WRITTEN EXERCISE A
Using the Kapwing growth write-up below, answer each question:
(i) About how much does the AdWords campaign cost for roughly 50 daily clicks to the website?
(ii) What do influencers frequently get in Instagram Messenger that makes them ignore messages?
(iii) Which higher-volume queries does Kapwing now show up for on page 1?

SOURCE TEXT
>>>>

AdWords: I started a campaign to target adjacent queries like “GIF meme maker”, “how to make a video meme”, and others. For about $3.30, we get ~50 clicks to the website daily. Tbh, I this the Adwords product/user experience sucks for a small business owner. Advertising on Google was expensive, confusing, boring, and less fun than trying to rank organically. On the bright side, Google gives you $100 in ads after your first $25, which is a great deal.

Duplicating our landing page: Once we supported GIFs, we copied our “video meme maker” landing page, tweaked the text to optimize instead for GIFs, then relaunched on Hacker News. Although Kapwing got a few retweets and upvotes, the new landing page didn’t rank for “GIF meme maker”. It seems that topic authority is something you build up over time on Google; textual relevance is less important than the relevance of your links, and all of Kapwing’s links referred to a “video meme maker”
Feedback from people in the media industry: I chatted with many experts in video or social advertising (mostly through my University alumni network). I had some great conversations, but nothing that really helped with growth.

Talking with domain experts in video advertising

Asked our free users to add us to their websites/blogs: Since our users are content creators, we emailed our non-premium users asking them to help us out by linking to Kapwing.com. The email included a code snippet. But no one linked to Kapwing; there was no incentive behind our request.

And lastly: Cold outreach to potential customers. Following McKenzie’s advice, we tried a lot of different ways to get Kapwing in front of social media managers and content creators. Our outreach got essentially no response and took way more time and emotional energy than our SEO efforts.

  • Twitter: I followed, messaged, and tweeted at people from the Kapwing account, but didn’t get much engagement. Twitter doesn’t allow you to DM many people because they have to follow you back first, and tweeting at people can seem spammy.

  • Instagram: I sent messages to content creators and meme makers from my personal IG account, but got very few responses. I learned that influencers frequently get spam from bots in Instagram Messenger, so they ignore the messages.

  • Mining email addresses from the internet: I found email addresses online for people who might need Kapwing and emailed them asking for product feedback. Got a couple of lukewarm responses (maybe 2% response rate), but no conversion.

  • Posted a fake job posting on Craigslist to get leads: Our target customers are people that manage social media channels for brands and agencies. To get a list of emails for social media managers, we posted a job listing with a high but reasonable salary offer. We got a lot of emails from people that are exactly our target user, but it feels unethical, and the promotional emails we send to them about Kapwing (from an unrelated email address) don’t have a great conversion rate anyway.

  • Posted in Facebook groups full of our target users: I joined Facebook communities for content creators and posted an intro and link to Kapwing, but no conversion. It’s hard to find the right groups that allow you to promote your product to a large, involved community; most groups are either too spammy, too small, or too anti-promos.

Takeaways

Growth is only important if you start with a good, useful product: Kapwing is growing steadily because users like the product and we have a high return rate.

Focus on organic discovery by trying to get more links and rank for more broad queries. Our goal is to stay positive, think creatively, and keep trying to write and make things on the Kapwing domain (like this post!) that are cool enough for people to share and talk about online. Now Kapwing shows up on page 1 for higher-volume queries like “video memes” and “meme maker.”

Other than that, we’re not really sure yet what we’re doing right. We’re trying a lot of things and hoping to get there, little by little, with happy users and a little press coverage.

<<<<

WRITTEN EXERCISE B
Select each line in the records below that includes the string "bumper". Case matters.

INPUT FOR THIS TASK
>>>>

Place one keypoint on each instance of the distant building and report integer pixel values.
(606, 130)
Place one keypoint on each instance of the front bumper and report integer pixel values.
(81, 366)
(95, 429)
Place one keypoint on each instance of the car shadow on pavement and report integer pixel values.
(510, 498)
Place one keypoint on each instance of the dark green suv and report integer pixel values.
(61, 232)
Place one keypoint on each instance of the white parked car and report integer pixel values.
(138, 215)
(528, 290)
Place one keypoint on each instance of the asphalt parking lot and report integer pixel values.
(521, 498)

<<<<

CORRECT RESULT A
(i) About $3.30.
(ii) Spam from bots.
(iii) "video memes" and "meme maker."

CORRECT RESULT B
Place one keypoint on each instance of the front bumper and report integer pixel values.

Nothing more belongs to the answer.